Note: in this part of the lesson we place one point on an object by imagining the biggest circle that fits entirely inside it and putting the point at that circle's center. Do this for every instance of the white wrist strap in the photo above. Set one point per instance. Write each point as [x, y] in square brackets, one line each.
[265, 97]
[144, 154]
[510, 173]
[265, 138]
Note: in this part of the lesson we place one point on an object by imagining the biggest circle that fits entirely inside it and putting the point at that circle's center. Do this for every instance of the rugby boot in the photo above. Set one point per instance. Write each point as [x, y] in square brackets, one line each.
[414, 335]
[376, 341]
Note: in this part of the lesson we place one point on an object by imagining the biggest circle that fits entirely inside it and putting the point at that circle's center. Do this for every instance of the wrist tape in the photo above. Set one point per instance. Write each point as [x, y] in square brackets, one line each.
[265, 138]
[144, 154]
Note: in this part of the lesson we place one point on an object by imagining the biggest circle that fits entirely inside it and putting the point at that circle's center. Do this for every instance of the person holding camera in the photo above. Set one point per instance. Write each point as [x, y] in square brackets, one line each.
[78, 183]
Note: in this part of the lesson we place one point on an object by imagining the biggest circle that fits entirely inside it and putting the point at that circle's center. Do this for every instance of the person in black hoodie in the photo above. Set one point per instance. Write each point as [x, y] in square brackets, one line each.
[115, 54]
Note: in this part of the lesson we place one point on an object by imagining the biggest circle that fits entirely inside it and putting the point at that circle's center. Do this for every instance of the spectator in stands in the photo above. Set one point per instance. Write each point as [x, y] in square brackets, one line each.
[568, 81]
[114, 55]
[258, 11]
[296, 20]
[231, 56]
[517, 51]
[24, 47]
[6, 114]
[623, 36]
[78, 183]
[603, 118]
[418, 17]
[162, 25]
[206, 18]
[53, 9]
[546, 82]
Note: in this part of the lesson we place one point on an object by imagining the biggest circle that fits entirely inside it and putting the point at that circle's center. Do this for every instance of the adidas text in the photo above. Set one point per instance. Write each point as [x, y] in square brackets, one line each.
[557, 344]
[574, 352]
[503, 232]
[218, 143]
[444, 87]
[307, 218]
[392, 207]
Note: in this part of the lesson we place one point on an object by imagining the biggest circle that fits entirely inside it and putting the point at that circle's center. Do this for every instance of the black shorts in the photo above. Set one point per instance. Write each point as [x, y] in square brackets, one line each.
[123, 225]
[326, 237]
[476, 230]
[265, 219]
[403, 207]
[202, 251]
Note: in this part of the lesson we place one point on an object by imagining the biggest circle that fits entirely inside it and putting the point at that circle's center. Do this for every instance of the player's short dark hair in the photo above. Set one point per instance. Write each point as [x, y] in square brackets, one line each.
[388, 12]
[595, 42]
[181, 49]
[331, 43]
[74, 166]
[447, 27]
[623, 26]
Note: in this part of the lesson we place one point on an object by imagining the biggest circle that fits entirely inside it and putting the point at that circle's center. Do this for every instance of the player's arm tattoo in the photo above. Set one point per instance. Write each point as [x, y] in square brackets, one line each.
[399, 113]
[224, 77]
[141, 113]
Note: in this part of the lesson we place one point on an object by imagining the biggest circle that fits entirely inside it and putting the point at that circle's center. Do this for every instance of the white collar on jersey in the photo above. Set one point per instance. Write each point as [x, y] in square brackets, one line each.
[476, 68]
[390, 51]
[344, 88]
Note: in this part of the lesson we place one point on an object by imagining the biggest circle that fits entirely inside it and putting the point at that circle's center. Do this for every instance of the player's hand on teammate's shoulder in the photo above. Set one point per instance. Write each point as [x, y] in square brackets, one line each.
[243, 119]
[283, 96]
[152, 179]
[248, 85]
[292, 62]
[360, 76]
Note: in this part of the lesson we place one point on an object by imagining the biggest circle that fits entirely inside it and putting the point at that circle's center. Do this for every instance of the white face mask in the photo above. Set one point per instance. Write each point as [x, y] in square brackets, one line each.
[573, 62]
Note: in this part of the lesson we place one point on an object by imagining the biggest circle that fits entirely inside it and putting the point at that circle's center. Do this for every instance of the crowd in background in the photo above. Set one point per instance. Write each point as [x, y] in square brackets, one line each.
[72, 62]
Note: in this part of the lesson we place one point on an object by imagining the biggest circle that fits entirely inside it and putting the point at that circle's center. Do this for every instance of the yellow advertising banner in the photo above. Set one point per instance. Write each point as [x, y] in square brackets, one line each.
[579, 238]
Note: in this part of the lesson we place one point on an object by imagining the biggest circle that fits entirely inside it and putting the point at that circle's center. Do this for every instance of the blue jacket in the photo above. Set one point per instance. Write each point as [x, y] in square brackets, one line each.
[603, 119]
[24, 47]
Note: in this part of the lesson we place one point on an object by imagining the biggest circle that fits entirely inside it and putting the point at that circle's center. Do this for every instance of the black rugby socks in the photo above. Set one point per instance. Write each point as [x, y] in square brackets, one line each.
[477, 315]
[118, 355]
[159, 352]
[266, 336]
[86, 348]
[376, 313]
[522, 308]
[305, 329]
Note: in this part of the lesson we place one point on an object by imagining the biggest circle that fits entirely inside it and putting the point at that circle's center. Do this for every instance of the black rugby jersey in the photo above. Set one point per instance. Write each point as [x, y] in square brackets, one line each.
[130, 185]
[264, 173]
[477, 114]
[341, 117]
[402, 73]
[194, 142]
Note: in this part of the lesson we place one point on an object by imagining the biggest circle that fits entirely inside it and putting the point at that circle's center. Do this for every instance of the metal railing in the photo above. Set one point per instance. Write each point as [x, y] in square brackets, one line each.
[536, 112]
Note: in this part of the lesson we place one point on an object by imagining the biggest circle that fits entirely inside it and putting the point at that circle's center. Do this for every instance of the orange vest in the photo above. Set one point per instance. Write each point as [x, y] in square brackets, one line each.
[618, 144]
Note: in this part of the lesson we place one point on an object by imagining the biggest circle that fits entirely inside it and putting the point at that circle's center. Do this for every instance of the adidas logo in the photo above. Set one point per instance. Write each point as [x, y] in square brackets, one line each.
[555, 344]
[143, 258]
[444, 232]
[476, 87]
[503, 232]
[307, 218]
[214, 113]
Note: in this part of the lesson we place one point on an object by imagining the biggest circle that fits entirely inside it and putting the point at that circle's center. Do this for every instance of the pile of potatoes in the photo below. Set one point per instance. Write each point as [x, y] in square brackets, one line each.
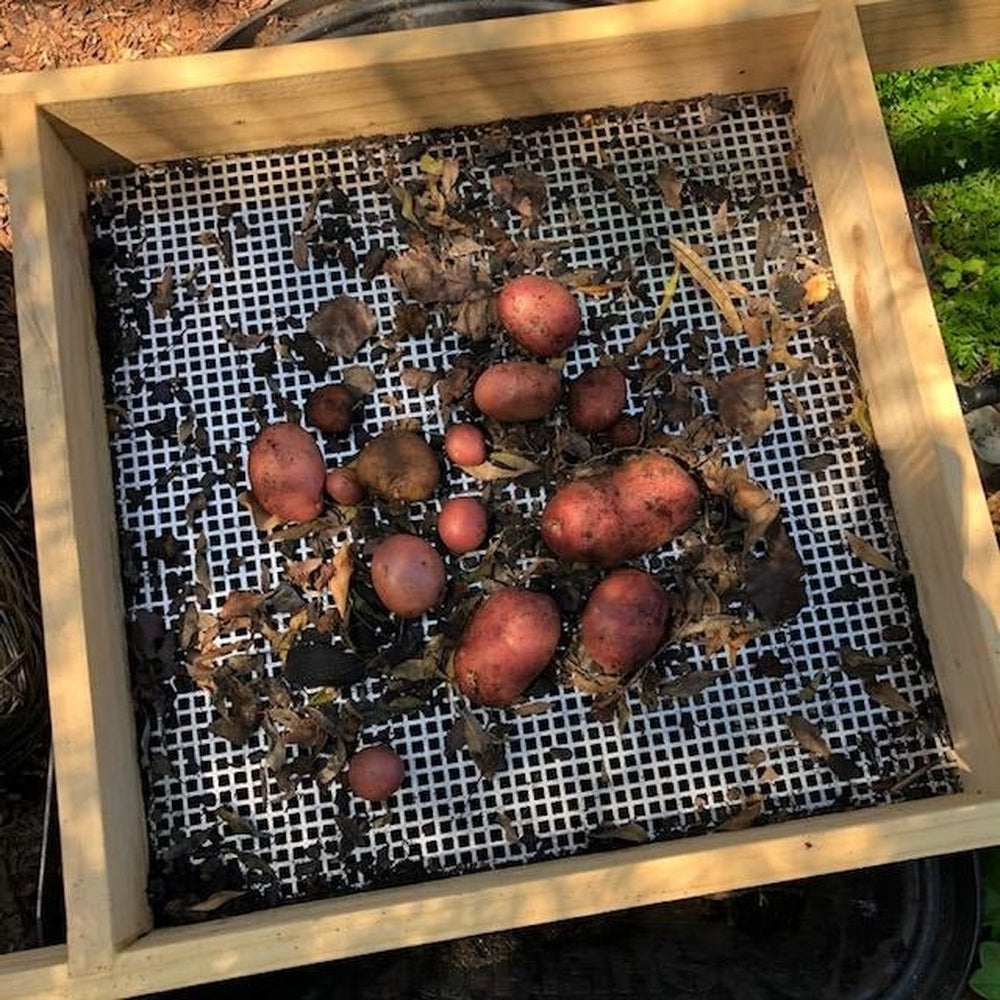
[606, 520]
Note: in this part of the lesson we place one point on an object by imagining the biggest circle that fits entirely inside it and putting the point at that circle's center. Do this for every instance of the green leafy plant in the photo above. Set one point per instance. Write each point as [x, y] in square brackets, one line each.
[985, 980]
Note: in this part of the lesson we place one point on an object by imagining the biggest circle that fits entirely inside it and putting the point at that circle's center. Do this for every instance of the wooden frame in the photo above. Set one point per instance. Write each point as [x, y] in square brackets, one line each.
[56, 127]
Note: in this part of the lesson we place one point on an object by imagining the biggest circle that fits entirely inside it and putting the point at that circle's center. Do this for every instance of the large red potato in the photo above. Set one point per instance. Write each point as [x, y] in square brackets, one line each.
[515, 391]
[624, 621]
[509, 640]
[408, 575]
[632, 509]
[287, 472]
[540, 314]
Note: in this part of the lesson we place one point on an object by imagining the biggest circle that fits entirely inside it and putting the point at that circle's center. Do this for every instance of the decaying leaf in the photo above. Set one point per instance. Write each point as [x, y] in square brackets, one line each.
[743, 404]
[524, 191]
[807, 735]
[699, 270]
[670, 185]
[419, 275]
[744, 819]
[774, 582]
[867, 553]
[216, 900]
[688, 685]
[162, 296]
[885, 694]
[861, 666]
[501, 465]
[630, 833]
[342, 325]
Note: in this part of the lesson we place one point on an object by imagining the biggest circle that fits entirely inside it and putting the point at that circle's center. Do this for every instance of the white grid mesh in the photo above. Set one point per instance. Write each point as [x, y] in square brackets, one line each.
[673, 769]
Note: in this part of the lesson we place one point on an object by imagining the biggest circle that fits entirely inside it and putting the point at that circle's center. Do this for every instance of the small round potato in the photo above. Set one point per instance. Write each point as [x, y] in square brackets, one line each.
[540, 314]
[462, 524]
[515, 391]
[398, 466]
[343, 487]
[465, 444]
[508, 641]
[375, 773]
[408, 575]
[596, 399]
[287, 472]
[624, 620]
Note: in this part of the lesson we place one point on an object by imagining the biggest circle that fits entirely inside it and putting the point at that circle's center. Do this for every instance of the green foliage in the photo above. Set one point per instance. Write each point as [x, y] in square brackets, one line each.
[986, 979]
[943, 122]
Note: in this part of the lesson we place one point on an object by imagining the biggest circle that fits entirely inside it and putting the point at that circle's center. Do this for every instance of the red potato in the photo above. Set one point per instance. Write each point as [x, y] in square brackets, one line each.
[375, 773]
[633, 509]
[328, 409]
[462, 524]
[287, 472]
[515, 391]
[625, 433]
[540, 314]
[408, 575]
[624, 621]
[596, 399]
[398, 466]
[343, 487]
[509, 640]
[465, 444]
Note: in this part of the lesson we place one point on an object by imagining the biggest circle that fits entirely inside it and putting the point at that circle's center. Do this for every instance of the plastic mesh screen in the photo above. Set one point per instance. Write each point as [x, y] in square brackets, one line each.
[674, 769]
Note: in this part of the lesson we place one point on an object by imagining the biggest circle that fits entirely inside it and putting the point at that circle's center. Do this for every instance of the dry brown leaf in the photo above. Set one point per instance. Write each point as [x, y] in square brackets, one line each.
[807, 735]
[419, 275]
[670, 185]
[742, 820]
[501, 465]
[524, 191]
[885, 694]
[339, 583]
[342, 325]
[867, 553]
[699, 270]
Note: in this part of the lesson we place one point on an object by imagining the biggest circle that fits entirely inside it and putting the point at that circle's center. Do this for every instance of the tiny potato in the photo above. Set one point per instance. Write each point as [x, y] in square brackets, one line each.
[515, 391]
[596, 399]
[375, 773]
[508, 641]
[540, 314]
[624, 621]
[462, 524]
[328, 409]
[465, 444]
[398, 466]
[287, 472]
[342, 486]
[408, 575]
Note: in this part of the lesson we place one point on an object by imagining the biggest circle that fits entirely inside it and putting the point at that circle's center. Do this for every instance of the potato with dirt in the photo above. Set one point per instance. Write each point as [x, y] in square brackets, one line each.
[517, 391]
[508, 641]
[629, 510]
[596, 399]
[540, 314]
[463, 524]
[287, 472]
[398, 466]
[375, 773]
[624, 621]
[408, 575]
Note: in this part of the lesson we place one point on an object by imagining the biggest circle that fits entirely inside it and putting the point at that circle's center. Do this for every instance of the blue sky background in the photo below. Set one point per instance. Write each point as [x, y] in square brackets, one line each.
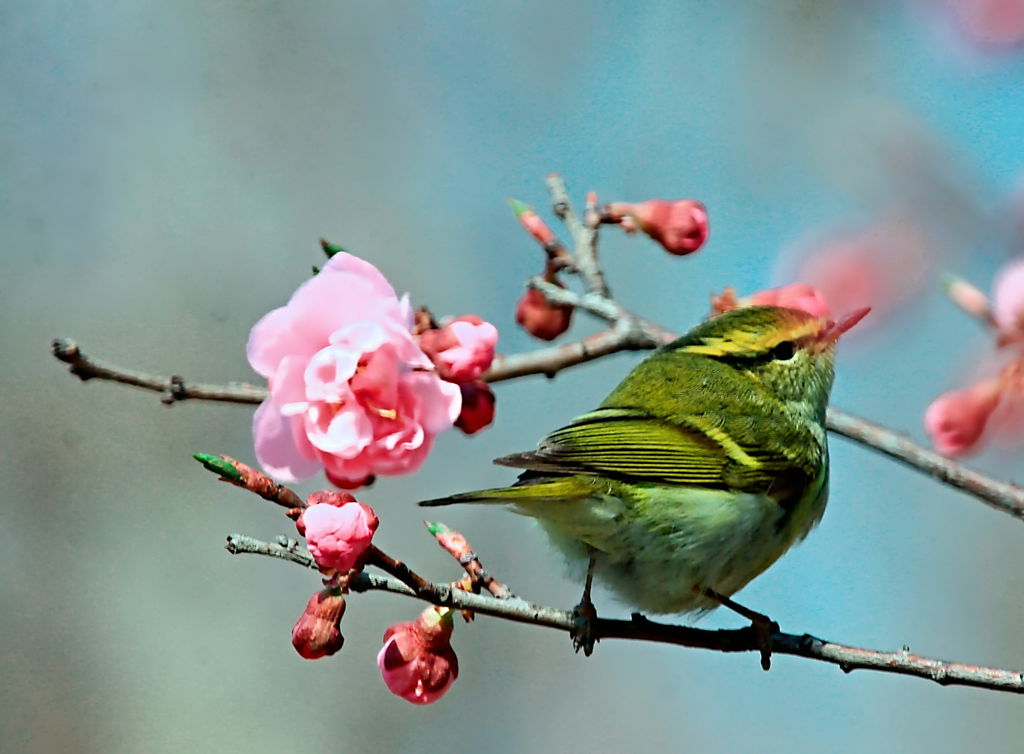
[167, 170]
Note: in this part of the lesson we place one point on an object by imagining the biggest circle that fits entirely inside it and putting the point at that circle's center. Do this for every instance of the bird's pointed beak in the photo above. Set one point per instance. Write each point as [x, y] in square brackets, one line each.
[834, 330]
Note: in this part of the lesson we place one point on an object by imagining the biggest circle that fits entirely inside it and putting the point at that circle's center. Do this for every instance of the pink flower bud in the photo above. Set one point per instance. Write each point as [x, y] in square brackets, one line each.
[955, 420]
[680, 226]
[317, 632]
[1008, 298]
[794, 296]
[541, 319]
[338, 537]
[477, 407]
[417, 661]
[463, 349]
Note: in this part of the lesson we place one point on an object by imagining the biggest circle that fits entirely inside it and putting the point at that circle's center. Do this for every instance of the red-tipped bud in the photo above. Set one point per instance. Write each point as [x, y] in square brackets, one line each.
[680, 226]
[969, 298]
[955, 420]
[477, 407]
[338, 537]
[542, 319]
[463, 349]
[532, 222]
[417, 661]
[317, 632]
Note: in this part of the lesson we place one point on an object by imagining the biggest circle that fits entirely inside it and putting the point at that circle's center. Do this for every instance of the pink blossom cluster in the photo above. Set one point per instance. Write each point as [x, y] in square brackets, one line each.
[961, 420]
[795, 296]
[417, 661]
[339, 533]
[352, 389]
[679, 225]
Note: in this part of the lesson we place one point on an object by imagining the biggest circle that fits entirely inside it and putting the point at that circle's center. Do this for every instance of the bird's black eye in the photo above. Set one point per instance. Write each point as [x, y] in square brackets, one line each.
[783, 351]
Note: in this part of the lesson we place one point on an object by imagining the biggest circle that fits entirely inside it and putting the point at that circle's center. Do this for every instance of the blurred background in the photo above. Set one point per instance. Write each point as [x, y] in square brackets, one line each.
[167, 169]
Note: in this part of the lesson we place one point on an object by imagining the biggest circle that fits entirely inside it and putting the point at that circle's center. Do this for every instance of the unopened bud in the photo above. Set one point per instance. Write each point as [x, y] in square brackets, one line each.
[541, 318]
[477, 407]
[317, 632]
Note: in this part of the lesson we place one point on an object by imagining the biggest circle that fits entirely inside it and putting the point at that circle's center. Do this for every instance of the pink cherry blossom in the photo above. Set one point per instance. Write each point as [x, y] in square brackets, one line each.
[417, 661]
[317, 632]
[1008, 298]
[794, 296]
[956, 420]
[338, 537]
[463, 349]
[350, 390]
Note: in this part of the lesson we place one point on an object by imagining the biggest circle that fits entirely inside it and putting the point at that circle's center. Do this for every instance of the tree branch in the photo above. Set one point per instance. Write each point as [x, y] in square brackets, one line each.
[628, 333]
[173, 387]
[641, 629]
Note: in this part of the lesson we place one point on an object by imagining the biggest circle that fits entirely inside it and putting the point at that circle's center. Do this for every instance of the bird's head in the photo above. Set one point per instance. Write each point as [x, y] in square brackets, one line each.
[790, 352]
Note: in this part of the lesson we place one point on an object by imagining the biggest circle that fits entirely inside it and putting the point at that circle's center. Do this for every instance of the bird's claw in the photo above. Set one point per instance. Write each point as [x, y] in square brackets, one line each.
[583, 633]
[764, 628]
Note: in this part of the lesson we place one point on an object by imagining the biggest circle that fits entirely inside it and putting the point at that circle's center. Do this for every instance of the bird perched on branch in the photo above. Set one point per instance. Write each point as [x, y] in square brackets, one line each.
[704, 466]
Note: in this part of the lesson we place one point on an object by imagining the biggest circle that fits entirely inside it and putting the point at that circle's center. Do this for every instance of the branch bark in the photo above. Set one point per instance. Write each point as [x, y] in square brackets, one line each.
[640, 629]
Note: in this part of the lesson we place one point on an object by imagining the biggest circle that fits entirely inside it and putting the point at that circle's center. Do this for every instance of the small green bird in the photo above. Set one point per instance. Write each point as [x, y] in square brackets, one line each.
[699, 469]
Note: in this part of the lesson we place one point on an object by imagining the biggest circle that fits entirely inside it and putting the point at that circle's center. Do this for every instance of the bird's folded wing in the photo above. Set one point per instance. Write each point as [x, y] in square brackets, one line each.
[630, 444]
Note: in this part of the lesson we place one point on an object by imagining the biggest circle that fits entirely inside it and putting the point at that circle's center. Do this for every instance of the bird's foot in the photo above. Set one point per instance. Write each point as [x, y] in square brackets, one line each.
[584, 617]
[583, 633]
[763, 626]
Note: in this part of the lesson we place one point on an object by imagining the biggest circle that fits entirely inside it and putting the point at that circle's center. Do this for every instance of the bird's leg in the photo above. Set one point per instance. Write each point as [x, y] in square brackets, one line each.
[584, 616]
[763, 626]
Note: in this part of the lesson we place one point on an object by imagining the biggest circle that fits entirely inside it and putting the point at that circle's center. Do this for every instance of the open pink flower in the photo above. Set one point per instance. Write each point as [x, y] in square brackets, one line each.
[338, 537]
[463, 349]
[317, 632]
[794, 296]
[955, 420]
[417, 661]
[350, 390]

──────

• **WORK REQUIRED**
Find "the bird's folded" in the data above, then repeat that line and all lines after it exactly, ending with the final line.

• **IN RESPONSE**
Note: in this part of the lesson we place one point on an object by imagining the biggest circle that fits entirely inside it and putting the point at that circle's center. Do this for every instance of the bird's folded wing in the photo above. Set one point per instance. Write each point as [x, y] in square brackets, one line each.
[630, 444]
Note: in this part of the lesson we place one point on an object by imagining the biggest circle that fits entirely inside it and putting the point at that circle's center. Do this for every instance of the bird's foot in the photo above. Set one point per instance. Write each point as [x, y] in square brackets, one line each.
[584, 617]
[583, 633]
[763, 626]
Note: in this part of the lesson we place one point on an object by imagining the biggest circle that fits entirely inside it and putting the point at that circle's center. Do this for every instance of the bird's leg in the photo above. Set one point per instance. Write each point as [x, y] in square brackets, one line each.
[584, 616]
[763, 626]
Note: in this part of the lesson we place one point on an object by imagining the biggest circle that fits entirely inside it and putting the point at that circle's center. Do this for every instance of the open pink flower in the photo above. Set one point per instance. Write each point as [x, y] in square brackets, one line each.
[338, 537]
[463, 349]
[317, 632]
[794, 296]
[955, 420]
[417, 661]
[350, 390]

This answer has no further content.